▶ **What you have to do**: What is needed is a verbatim copy of each record below.

▶ **Point localization data**:
———
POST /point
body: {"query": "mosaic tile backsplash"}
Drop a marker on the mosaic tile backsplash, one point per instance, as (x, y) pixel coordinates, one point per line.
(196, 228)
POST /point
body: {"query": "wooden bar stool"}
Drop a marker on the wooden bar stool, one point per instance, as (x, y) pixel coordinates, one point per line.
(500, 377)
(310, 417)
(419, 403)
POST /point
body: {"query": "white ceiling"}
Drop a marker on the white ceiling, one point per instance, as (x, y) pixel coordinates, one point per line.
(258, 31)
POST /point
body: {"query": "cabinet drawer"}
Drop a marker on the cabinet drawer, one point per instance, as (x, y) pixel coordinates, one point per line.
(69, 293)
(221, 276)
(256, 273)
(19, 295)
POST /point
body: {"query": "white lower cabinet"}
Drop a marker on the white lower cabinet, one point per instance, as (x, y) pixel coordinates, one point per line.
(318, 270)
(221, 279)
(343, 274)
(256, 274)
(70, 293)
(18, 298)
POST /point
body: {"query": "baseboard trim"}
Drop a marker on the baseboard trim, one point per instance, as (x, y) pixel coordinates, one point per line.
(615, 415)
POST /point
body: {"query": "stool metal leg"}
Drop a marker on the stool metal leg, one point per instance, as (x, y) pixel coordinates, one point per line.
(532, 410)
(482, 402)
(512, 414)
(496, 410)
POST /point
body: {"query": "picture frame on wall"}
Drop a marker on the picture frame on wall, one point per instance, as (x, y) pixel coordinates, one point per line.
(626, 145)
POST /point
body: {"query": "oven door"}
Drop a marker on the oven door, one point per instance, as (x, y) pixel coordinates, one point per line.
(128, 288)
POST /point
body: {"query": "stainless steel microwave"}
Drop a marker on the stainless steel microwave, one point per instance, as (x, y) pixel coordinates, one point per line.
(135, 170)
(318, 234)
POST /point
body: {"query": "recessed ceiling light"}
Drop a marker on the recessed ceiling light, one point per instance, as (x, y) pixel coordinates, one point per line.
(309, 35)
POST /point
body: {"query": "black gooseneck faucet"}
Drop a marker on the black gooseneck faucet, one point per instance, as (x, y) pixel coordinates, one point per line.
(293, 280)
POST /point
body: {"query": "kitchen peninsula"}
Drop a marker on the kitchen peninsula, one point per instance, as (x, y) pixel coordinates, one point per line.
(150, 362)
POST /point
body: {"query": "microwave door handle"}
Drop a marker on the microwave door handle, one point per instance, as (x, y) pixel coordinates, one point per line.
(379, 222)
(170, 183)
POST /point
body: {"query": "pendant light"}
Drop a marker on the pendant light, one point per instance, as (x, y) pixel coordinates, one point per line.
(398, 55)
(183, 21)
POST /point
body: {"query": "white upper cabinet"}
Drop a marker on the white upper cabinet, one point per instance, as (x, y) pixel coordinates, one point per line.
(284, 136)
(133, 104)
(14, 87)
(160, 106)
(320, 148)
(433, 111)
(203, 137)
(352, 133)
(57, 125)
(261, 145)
———
▶ **Answer to the exercise**:
POST /point
body: {"query": "mosaic tile backsplash"}
Drop a marker on the mosaic tile backsplash, one point per instance, as (x, y) pixel coordinates, one point per line.
(196, 228)
POST /point
body: {"query": "wooden bar stool"}
Drop a marker on the wooden bar stool, one point per instance, as (x, y) pixel coordinates, one point per line.
(500, 377)
(310, 417)
(419, 403)
POST /point
body: {"query": "white ceiling"}
Drop a marker on the white ceiling, one point per instance, as (x, y) pixel coordinates, one point per line.
(258, 31)
POST /point
body: {"query": "cabinet drawer"}
Drop a marker on the cabinet drawer, one point per instance, as (x, y) pixel coordinates, one point per line.
(69, 293)
(221, 276)
(256, 273)
(19, 295)
POST /point
body: {"query": "white lower cabinet"}
Drop a marker on the white lower cabinet, one point per instance, as (x, y) pixel coordinates, one point per line.
(318, 270)
(221, 279)
(343, 274)
(256, 274)
(70, 293)
(18, 298)
POST /point
body: {"query": "baseboard trim"}
Drop a marker on the baseboard trim, one point per instance, as (x, y) pixel coordinates, one point per line.
(615, 415)
POST /point
body: {"query": "stool metal leg"}
Drop a marker on the stool metal leg, one point per instance, as (x, y) pixel coordinates, one point per line.
(532, 410)
(482, 402)
(512, 414)
(496, 410)
POST /point
body: {"query": "picture frame on wall"}
Drop a marker on the picture frame on wall, one point per instance, as (x, y) pixel coordinates, one point per line.
(626, 145)
POST /point
body: {"query": "oven door"}
Drop a marker on the oven door, one point per instance, as (x, y) pixel coordinates, one point per line.
(128, 288)
POST /point
body: {"query": "stainless steel microwave"}
Drop a marker on the stainless steel microwave, one point per instance, as (x, y) pixel coordinates, one point per line.
(135, 170)
(318, 234)
POST /point
body: {"query": "recessed ceiling light"}
Drop a marker on the recessed ceiling light, one point per instance, as (x, y) pixel coordinates, one point per line.
(309, 35)
POST /point
body: {"query": "black gooseneck faucet"}
Drop a marker on the black gooseneck faucet, one point per instance, as (x, y) pixel coordinates, one point per line.
(293, 280)
POST /point
body: {"query": "kitchen peninsula"}
Drop a marker on the kitchen peninsula, one point per instance, as (x, y) pixel coordinates, one point per line.
(150, 362)
POST /point
body: {"query": "microwave door handle"}
Drop a marker on the microwave door handle, one point per instance, as (x, y) pixel coordinates, one point per line.
(379, 222)
(170, 183)
POST /point
body: {"query": "pendant light"}
Drop a marker on the pendant light, one point per instance, as (x, y) pixel coordinates, one point per line.
(398, 55)
(183, 21)
POST /point
body: {"query": "white upper cabinet"}
Drop a marker on the white upper cabinet, one point per instance, as (x, y) pixel coordinates, one point per line.
(284, 136)
(133, 104)
(14, 87)
(160, 106)
(320, 148)
(433, 111)
(203, 137)
(352, 133)
(57, 125)
(261, 145)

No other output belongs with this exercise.